> _Problem to work on_
Turn the rows into a JSON list of strings, one string per line and no blank lines, starting with the very first line and stopping after the line that contains "[[534, 622]]".

> _Recorded data_
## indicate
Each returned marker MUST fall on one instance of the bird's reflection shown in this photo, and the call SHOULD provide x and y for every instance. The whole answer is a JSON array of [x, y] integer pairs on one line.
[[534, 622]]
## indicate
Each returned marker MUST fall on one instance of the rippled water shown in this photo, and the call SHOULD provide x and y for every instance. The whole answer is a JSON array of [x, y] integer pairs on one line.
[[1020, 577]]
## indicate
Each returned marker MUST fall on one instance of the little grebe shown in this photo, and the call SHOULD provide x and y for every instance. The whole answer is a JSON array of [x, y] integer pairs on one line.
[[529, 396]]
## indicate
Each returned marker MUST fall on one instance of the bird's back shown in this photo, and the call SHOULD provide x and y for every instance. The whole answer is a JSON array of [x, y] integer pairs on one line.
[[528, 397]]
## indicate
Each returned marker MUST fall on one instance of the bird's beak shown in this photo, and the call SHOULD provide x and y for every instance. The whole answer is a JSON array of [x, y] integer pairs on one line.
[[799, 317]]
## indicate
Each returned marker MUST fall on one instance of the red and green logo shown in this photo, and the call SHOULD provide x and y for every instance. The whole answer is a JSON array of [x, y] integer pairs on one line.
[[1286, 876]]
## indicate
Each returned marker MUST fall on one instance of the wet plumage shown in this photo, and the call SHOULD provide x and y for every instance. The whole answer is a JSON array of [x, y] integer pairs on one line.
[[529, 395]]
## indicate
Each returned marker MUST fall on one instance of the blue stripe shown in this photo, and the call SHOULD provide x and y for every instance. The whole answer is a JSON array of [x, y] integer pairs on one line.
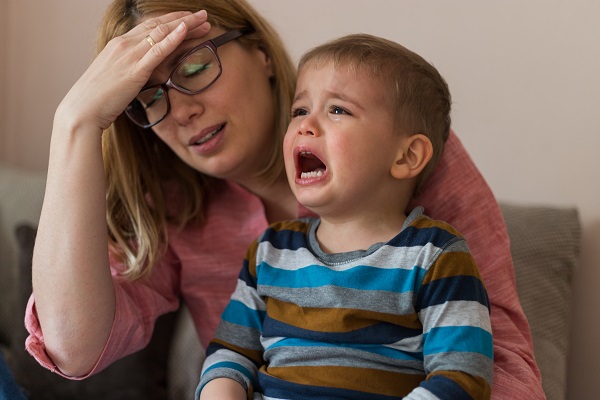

> _Reply to the task_
[
  "## indicate",
  "Each returned marker MUST fall on one instance of the bird's reflection shown in this photo, and the call SHOULD provide x and y for every instance. The whole answer is a JSON array of [x, y] integer pairs on one line.",
  "[[534, 622]]"
]